**Your task**
Turn the material below into a numbered list with one item per line, and leave out any blank lines.

(Region annotation entries)
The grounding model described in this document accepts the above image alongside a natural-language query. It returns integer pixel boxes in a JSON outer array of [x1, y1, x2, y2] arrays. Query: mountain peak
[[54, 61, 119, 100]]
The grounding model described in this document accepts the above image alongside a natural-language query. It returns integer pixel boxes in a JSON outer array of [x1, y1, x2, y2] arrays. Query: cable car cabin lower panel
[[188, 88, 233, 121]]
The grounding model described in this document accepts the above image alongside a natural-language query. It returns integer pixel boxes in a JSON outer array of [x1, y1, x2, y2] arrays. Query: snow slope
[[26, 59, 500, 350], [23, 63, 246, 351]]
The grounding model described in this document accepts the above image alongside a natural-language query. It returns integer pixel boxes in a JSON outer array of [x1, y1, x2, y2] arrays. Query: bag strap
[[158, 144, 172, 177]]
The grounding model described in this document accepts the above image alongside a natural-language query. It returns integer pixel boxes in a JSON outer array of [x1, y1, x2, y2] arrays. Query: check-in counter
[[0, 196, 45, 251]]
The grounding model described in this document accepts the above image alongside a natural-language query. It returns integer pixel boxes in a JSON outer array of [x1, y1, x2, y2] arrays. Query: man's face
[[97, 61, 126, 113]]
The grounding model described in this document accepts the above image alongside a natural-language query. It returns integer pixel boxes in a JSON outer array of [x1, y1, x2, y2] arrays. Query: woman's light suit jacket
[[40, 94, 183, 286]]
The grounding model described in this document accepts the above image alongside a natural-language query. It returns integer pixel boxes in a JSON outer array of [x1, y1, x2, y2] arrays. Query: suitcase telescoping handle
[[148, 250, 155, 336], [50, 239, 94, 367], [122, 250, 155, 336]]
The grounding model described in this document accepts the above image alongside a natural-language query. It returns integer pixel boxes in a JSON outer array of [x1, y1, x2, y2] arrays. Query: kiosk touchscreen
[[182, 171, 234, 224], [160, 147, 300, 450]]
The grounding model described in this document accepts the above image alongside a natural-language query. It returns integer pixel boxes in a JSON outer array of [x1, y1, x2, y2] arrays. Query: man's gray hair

**Exercise response**
1. The grounding model described in this document accepts the above image alongside a natural-language query. It returns integer pixel boxes in a JSON outer array of [x1, y1, x2, y2] arrays. Query: mountain peak
2. [[54, 61, 119, 100]]
3. The grounding model described in this document accepts the above image alongside a natural-language query. It returns integer pixel boxes in a JSON outer array of [x1, y1, x2, y2] arrays. Query: cable car cabin lower panel
4. [[188, 88, 233, 121]]
5. The grounding model described in this document accepts the above image alongside a natural-language query. It returns integer pixel boxes in a JSON outer array of [x1, y1, x2, y2] arrays. Query: snow slope
6. [[26, 59, 500, 350], [23, 63, 246, 351]]
7. The grounding model described in this document accepts the above image alongside a natural-language query. It returns integer pixel boxes in a JSON outer array of [x1, y1, x2, y2] arrays. Query: bag strap
8. [[158, 144, 172, 177]]
9. The grounding model described in this document accepts the above image alongside a natural-language query. It returns integer pixel boxes in a JSON outer array of [x1, y1, x2, y2] arrays. Query: check-in counter
10. [[0, 196, 45, 251]]
11. The grounding model described in this document accepts the above image alongside a natural-language query. It returns integer pixel boxes in a JSON outer array of [x1, y1, x2, y2] arrays. Query: man's face
12. [[97, 61, 126, 113]]
13. The grounding model described in this document accepts the above image alongside a natural-language query. It returns integer pixel boxes in a JSON outer array of [x1, y1, x2, y2] arrays. Query: woman's light suit jacket
14. [[40, 94, 183, 286]]
15. The grounding model described in this document accepts the above image alongside a natural-language query. It returns integer pixel boxes in a JSON outer array of [x1, y1, x2, y2] arrays. Query: suitcase telescoping handle
16. [[148, 250, 155, 336], [50, 239, 94, 367], [122, 250, 155, 336]]
17. The grounding model described in this document accepts the above image alongside a natural-language query. It returns integer pixel boxes in a JSON outer array of [x1, y1, x2, y2] arrays. Query: kiosk touchscreen
18. [[182, 171, 234, 224], [160, 147, 300, 450]]
19. The grounding model described in this document accepts the above image alongside a natural-language query. It returns integer pixel boxes in a JSON outer array of [x1, y1, x2, y2] arrays. Query: man's gray hair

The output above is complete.